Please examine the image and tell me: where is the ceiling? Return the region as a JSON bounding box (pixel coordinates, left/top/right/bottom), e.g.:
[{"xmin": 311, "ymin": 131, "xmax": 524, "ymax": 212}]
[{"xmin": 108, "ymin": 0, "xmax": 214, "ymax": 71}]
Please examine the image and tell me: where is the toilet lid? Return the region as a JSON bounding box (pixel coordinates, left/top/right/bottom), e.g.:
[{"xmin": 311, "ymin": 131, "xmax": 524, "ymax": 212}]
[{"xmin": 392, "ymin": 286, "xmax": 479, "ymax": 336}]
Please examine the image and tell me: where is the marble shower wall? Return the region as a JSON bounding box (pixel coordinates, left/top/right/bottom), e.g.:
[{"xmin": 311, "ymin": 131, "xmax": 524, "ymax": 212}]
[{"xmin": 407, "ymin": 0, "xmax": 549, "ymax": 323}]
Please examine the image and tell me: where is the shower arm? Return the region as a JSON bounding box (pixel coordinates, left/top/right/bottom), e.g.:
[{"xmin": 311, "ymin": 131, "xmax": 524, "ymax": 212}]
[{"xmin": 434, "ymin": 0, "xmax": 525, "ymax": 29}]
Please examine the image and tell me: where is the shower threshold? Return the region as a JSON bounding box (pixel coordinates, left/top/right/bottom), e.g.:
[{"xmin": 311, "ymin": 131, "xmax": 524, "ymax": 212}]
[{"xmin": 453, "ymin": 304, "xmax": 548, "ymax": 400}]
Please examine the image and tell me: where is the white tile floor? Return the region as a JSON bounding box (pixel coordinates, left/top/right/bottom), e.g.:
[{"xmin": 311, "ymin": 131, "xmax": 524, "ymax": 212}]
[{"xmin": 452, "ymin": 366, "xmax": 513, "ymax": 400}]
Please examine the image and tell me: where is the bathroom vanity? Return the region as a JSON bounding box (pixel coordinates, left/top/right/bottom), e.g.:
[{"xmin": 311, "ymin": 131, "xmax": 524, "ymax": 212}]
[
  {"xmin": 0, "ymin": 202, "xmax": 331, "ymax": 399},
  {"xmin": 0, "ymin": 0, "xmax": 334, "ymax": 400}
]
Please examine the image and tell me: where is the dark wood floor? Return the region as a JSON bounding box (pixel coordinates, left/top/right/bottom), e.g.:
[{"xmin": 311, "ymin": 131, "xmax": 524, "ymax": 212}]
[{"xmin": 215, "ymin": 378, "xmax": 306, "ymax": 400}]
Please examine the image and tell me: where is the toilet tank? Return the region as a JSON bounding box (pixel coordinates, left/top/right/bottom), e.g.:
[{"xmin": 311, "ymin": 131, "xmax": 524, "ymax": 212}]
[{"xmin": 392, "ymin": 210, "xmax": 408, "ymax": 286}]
• • •
» **Request**: Starting at the line that contains "Please examine the image and tell me: where is the dark", write out every line through the end of the records, shifting each bounding box coordinate in the answers up by 10.

» **Full answer**:
Please examine the image and tell me: where is the dark wood floor? Return the region as a JSON bounding box (pixel coordinates, left/top/right/bottom), e.g.:
[{"xmin": 311, "ymin": 131, "xmax": 524, "ymax": 212}]
[{"xmin": 225, "ymin": 388, "xmax": 316, "ymax": 410}]
Please examine the image and tell me: where is the toilet tank? Return the region as a JSON bounding box (pixel coordinates, left/top/right/bottom), e.g.:
[{"xmin": 311, "ymin": 131, "xmax": 524, "ymax": 212}]
[{"xmin": 402, "ymin": 220, "xmax": 418, "ymax": 296}]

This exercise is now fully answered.